>> start The data

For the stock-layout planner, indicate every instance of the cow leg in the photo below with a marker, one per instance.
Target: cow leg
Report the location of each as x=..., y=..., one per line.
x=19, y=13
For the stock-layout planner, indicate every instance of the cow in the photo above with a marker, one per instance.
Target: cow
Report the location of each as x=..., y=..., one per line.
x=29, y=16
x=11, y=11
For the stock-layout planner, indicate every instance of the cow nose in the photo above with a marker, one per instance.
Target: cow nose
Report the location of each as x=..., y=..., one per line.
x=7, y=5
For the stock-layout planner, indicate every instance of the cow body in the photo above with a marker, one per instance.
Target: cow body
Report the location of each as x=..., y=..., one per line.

>> end The data

# Goal
Rewrite all of the data above, substituting "herd inventory tool" for every occurrence of "stock-layout planner" and leaving everything else unchanged.

# Response to the exercise
For the herd inventory tool, indicate every instance of the cow leg in the photo below with a marker, one per instance.
Target: cow leg
Report the location of each as x=..., y=..., one per line.
x=19, y=13
For the herd inventory tool, indicate every instance of the cow in the photo above with a marker, one per instance.
Target: cow
Report the location of each as x=..., y=..., one per line.
x=29, y=16
x=11, y=11
For the herd inventory tool, indicate every instance of the cow nose in the photo above with a marker, one per instance.
Target: cow nose
Report the location of each as x=..., y=..., one per line.
x=7, y=5
For the herd inventory tool, indicate every instance of the cow body in the photo above with a marker, one per instance.
Target: cow body
Report the location of each as x=..., y=..., one per line.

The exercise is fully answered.